=== Serie de ejercicios ===
1. Según el texto sobre el Tour 2019, ¿para mayor gloria de qué equipo se llevó Egan Bernal el maillot amarillo?
2. Enumera todos los ciclistas que se nombran en el texto sobre el Tour 2019.
--- Texto mostrado ---
El Tour como ficción 2019 (y IV). ¿Ineos: ‘Endgame’? u «Hojas de l’Iseran con la Galerna»

Llega con algo de retraso la última entrada sobre el Tour 2019, una Grande Boucle con desenlace anticlimático y poco sorprendente, si nos atenemos a las predicciones que los dos corresponsales de TEMBLOR hicimos a su comienzo. El retraso de cinco días es justificado, porque, aunque mi compañero Luis me apremiase para sacar en la web este capítulo final, preferí dejar en barbecho los sobresaltos e impresiones sobre una serie de catastróficas desdichas pasadas en l’Iseran por agua, mucha agua, que no lo fueron tanto para el talentoso Egan Bernal, el nuevo Jan Ullrich o Laurent Fignon que nos ha deparado el Tour, maillot amarillo para mayor gloria del equipo Ineos. Ya en España, después de dejar París, majestuosa con la visión de los Campos Elíseos, comencé a ultimar este texto sin querer caer en crasitudes estereotipadas. Mejor que pasasen más días, para comprobar la impresión que el Tour había causado en opiniones más experimentadas y perspicaces.

No obstante, aunque en la capital gala no saliesen más que esbozos, su papel en la interpretación de este Tour ha sido crucial. París es una ciudad que invita a la contemplación y a la calma. Parece mentira con la presencia continua de agentes del orden, turistas y vendedores en la multitud de sitios por visitar, maremágnum que aturde al visitante, al que le hace volverse sobre su espalda, pues los sonidos parisienses, bien sean en la Basílica del Sacre Couer de Montmartre, la Ópera Nacional o el Pont Neuf, aluden a la locura de los rumores anónimos, ignotas presencias que llegan a mostrar tanto la belleza ausente de los transeúntes como el dominio del comercio sórdido, que diría Clarín. Y, sin embargo, es en la cima de las montañas de la que muchos conocen como Lutecia -por Astérix- donde uno puede pensar en aquellas cosas que le han acompañado en su periplo francés. Santa Genoveva, en el Barrio Latino, mece la corriente del Bièvre antes de entregárselo al Sena; fue el origen de la ciudad: el punto más alto sirvió a los romanos para iniciar la expansión de una nueva urbe, aunque es cierto que el honor, según me comentó Luis al ojear un folleto, se lo disputa con la colina de Montmartre. Sea como sea, el arranque de estas reflexiones ciclistas se inició en la Iglesia de Saint-Étienne-du-Mont, una construcción llena de personalidad, de estilo entre gótico y renacentista con reminiscencias flamígeras, coronada a su izquierda por su campanario, lo que le confiere una imagen altanera a la par que elegante. Allá, en el presbiterio se encuentra la tumba de Jean Racine, y cerca del Panteón, cuyo recuerdo evoca no solo el lugar de descanso de tantos grandes nombres, sino también una filosofía nacional, pienso en el ingreso de Bernal en el olimpo amarillo. Allá, en la cima más alta de París, me doy cuenta de una afición compartida por el colombiano y el Magistral de La Regenta: ambos, por instinto, buscan las cumbres de los montes; ambos anhelan subir a la montaña más alta.
--- Registros guardados ---
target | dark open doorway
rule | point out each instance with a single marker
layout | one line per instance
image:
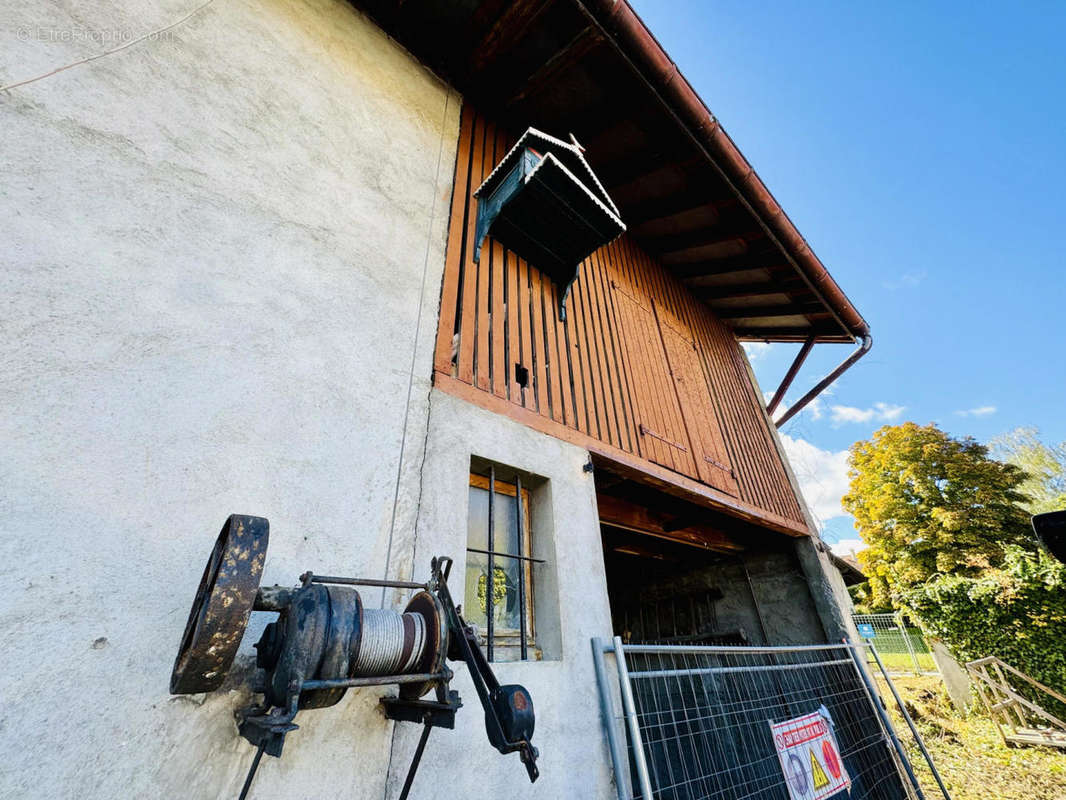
---
--- Registros guardados ---
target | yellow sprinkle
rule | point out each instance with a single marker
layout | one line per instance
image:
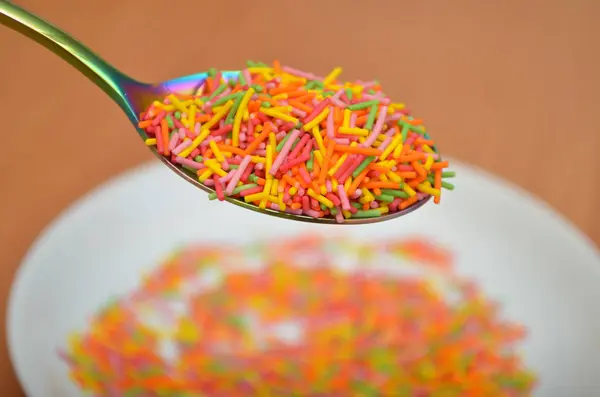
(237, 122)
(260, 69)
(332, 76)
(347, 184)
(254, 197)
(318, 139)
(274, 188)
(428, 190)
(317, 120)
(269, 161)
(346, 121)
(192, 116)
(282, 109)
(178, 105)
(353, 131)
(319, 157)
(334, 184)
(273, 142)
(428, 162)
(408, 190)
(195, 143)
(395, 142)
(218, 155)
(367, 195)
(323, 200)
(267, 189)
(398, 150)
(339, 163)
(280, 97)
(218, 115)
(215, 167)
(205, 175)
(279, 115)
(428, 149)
---
=== Respuestas ===
1. Del equipo Ineos.

2. Egan Bernal, Jan Ullrich y Laurent Fignon.